» **Action item**
Retype all entries exactly, skipping pictures.

Material shown below:

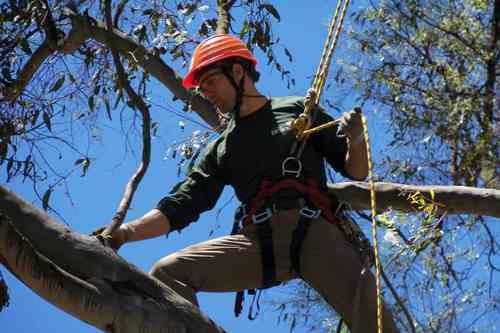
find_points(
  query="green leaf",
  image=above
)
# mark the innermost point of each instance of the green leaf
(270, 8)
(79, 161)
(46, 198)
(46, 120)
(86, 164)
(108, 107)
(58, 84)
(288, 54)
(91, 103)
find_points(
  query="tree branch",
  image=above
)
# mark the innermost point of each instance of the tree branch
(143, 108)
(149, 61)
(224, 18)
(80, 276)
(491, 64)
(72, 42)
(450, 199)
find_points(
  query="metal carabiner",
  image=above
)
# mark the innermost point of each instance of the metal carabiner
(285, 170)
(262, 217)
(310, 213)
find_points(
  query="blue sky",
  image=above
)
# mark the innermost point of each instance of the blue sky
(95, 197)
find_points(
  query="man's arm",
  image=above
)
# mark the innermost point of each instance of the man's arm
(152, 224)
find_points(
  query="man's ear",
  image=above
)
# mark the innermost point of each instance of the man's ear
(238, 72)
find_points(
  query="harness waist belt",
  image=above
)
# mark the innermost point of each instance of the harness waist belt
(272, 207)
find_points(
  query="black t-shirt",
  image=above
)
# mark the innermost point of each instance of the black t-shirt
(249, 150)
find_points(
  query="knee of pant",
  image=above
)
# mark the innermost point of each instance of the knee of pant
(165, 267)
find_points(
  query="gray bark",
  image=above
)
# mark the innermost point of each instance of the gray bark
(449, 199)
(91, 282)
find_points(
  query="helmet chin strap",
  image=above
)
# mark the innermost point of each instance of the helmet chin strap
(239, 87)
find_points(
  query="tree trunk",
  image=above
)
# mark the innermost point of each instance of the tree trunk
(89, 281)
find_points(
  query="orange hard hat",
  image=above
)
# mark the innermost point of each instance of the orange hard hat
(212, 50)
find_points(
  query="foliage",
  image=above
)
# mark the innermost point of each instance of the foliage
(430, 66)
(78, 93)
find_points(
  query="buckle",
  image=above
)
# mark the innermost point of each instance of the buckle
(263, 216)
(294, 172)
(310, 213)
(241, 213)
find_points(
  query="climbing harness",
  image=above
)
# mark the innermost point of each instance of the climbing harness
(303, 130)
(260, 214)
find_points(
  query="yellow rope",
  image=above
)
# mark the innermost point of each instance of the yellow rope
(374, 225)
(303, 122)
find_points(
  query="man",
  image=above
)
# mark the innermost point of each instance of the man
(287, 230)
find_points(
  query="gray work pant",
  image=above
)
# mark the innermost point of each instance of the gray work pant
(329, 264)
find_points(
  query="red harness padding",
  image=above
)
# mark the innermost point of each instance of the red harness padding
(310, 189)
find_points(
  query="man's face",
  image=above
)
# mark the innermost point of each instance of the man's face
(215, 87)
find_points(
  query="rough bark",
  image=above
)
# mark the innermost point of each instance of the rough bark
(80, 276)
(449, 199)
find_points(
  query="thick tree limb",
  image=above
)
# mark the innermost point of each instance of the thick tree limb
(450, 199)
(148, 60)
(87, 280)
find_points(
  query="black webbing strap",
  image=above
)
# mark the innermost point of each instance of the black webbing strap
(265, 235)
(298, 237)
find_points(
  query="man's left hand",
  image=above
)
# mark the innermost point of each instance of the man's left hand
(351, 125)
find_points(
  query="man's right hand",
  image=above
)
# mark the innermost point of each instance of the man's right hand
(115, 240)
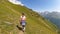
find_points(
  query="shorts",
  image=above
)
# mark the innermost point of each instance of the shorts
(23, 23)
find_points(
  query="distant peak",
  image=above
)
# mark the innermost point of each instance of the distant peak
(16, 2)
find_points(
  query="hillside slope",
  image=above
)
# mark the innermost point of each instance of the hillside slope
(9, 18)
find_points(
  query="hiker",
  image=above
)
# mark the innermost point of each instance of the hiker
(23, 21)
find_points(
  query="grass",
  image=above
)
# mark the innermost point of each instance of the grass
(9, 18)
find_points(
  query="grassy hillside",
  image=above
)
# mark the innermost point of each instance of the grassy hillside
(9, 18)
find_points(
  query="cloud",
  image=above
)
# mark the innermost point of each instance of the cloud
(16, 2)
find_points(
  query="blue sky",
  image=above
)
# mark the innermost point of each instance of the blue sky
(42, 5)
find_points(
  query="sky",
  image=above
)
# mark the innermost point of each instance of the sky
(42, 5)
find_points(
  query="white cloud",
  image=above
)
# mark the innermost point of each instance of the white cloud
(16, 2)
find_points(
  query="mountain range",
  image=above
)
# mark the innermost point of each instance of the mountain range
(35, 24)
(53, 17)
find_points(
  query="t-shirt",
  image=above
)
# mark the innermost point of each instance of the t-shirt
(23, 17)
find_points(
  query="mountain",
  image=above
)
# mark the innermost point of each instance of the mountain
(9, 19)
(53, 17)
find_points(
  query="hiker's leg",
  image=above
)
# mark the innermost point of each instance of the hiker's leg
(23, 27)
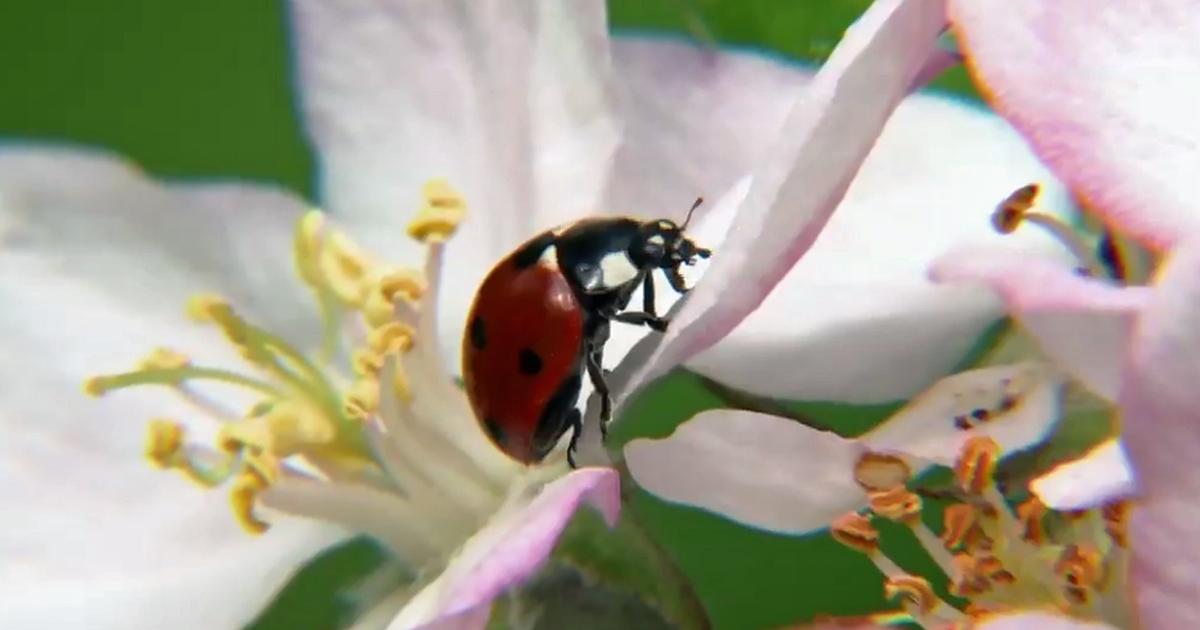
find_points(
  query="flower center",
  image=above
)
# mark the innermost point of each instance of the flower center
(996, 558)
(306, 409)
(1108, 255)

End of Material shown.

» **Response to this task**
find_points(
  query="green leaf",
  image=above
)
# mark the innermost point of each instance of the green leaf
(270, 8)
(79, 161)
(46, 198)
(46, 120)
(86, 164)
(108, 107)
(58, 84)
(288, 54)
(91, 103)
find_points(
  query="tree branch",
  image=above
)
# mark the innermost point of each instance of the tree branch
(143, 108)
(149, 61)
(224, 18)
(80, 276)
(491, 64)
(72, 42)
(450, 199)
find_points(
  query="metal carabiner",
  image=above
)
# mark the innermost point of each instance of the metal carabiner
(285, 170)
(262, 217)
(310, 213)
find_points(
  query="blue sky",
  image=above
)
# mark the innermost point of each instance of the blue sky
(95, 197)
find_points(
  query="man's arm",
  image=above
)
# mark the innermost point of each instance of the man's arm
(152, 224)
find_points(
  query="man's ear",
  image=above
)
# mark the innermost point of each instance of the man's ear
(238, 72)
find_points(
  query="harness waist belt",
  image=above
)
# mark the innermost point of each instance of the harness waist belt
(272, 207)
find_points(
  query="black t-shirt",
  image=above
)
# mark the innermost point of each instance of the black t-shirt
(249, 150)
find_points(
  query="knee of pant",
  image=above
)
# mark the innermost point of each instance of the knee of pant
(165, 267)
find_points(
  query="gray bark",
  image=above
)
# mark the innermost point of each instance of the gray bark
(449, 199)
(91, 282)
find_points(
  query="helmet chin strap",
  image=above
)
# mark the innermost point of each instance of the helmet chin strap
(239, 87)
find_points(
  query="tree trunk",
  image=above
)
# mark the innermost point of each instance of the tree trunk
(89, 281)
find_points(
  query="orange hard hat",
  image=above
)
# mark the innermost point of each instance of the orange hard hat
(212, 50)
find_points(
  query="foliage",
  image=above
)
# mark the innermost point of each instance of the foliage
(430, 66)
(78, 93)
find_points(
  query="buckle",
  image=above
)
# mark the innermost point of each instance of the buckle
(263, 216)
(294, 172)
(310, 213)
(241, 213)
find_points(
  query="climbing harness",
  image=above
)
# mark the innermost point of each instance of the climbing harness
(303, 130)
(260, 214)
find_points(
  query="yellow rope",
  image=above
)
# mark the innermost point of each instance of the yellow rope
(374, 225)
(303, 122)
find_points(
  query="man",
  image=above
)
# mark the innermost point of each instance of the man
(287, 230)
find_points(
  query="gray work pant",
  image=above
)
# mark the innermost point of each instance of the gray work pant
(329, 264)
find_points(
  query="red harness padding",
  image=above
)
# mark the innermost point of each instance of the red harness padding
(310, 189)
find_points(
  query="man's face",
  image=above
)
# mark the innermost point of each instance of the man's face
(215, 87)
find_points(
  query="rough bark",
  image=above
)
# mark the innermost point of each instance of the rough bark
(80, 276)
(449, 199)
find_points(
  query="thick tree limb",
  image=above
)
# mark the innermost point of each instance of the thick tree limb
(450, 199)
(148, 60)
(87, 280)
find_points(
  query="black webbing strap",
  image=above
)
# mark the innermost point of each instance of the black webbing strap
(265, 235)
(298, 237)
find_points(
  query="man's left hand",
  image=above
)
# mark the innermost point of each instance of the man's left hand
(351, 125)
find_points(
  query="man's right hand",
  image=above
)
# mark the innermost point of each instance of the man's right hand
(115, 240)
find_points(
  query="shorts",
  image=above
)
# mark the innermost point of each instance of the shorts
(23, 23)
find_points(
  query="distant peak",
  image=above
)
# mark the innermost point of each instance of the distant peak
(16, 2)
find_points(
  query="hillside slope",
  image=above
)
# mark the innermost point of each instance of the hillside slope
(9, 18)
find_points(
  query="hiker",
  image=above
)
# mark the innermost point of each instance of the hiker
(23, 21)
find_points(
  query="grass",
  image=above
)
# mark the innermost point of each instance of the grass
(9, 18)
find_points(
  query="grassy hillside",
  image=above
)
# mark the innermost point of each instance of the grassy hillside
(9, 18)
find_points(
  query="cloud",
  image=above
)
# mark the innermost point of each instance of the cloud
(16, 2)
find_points(
  query="blue sky",
  image=above
)
# mark the innermost point of each instance of the blue sky
(42, 5)
find_points(
  query="sky",
  image=above
)
# mark the innermost point of each instance of the sky
(42, 5)
find_points(
  query="white cloud",
  image=above
)
# mark the innermost point of each instance of the white cloud
(16, 2)
find_points(
  query="mountain range",
  image=above
)
# mark the innermost point of each instance of the mountain range
(35, 24)
(53, 17)
find_points(
  query="t-shirt",
  image=above
)
# mark the innermost point of each instance of the t-shirt
(23, 17)
find_points(
  query="mountain",
  image=above
)
# mark the innermost point of each instance of the mountain
(9, 19)
(53, 17)
find_points(
  query="hiker's leg",
  image=above
)
# mark the innermost point of each instance of the hiker's leg
(23, 27)
find_points(
  query="flower center",
  image=above
)
# mark the innermost point of each instance of the flower center
(996, 558)
(306, 409)
(1108, 255)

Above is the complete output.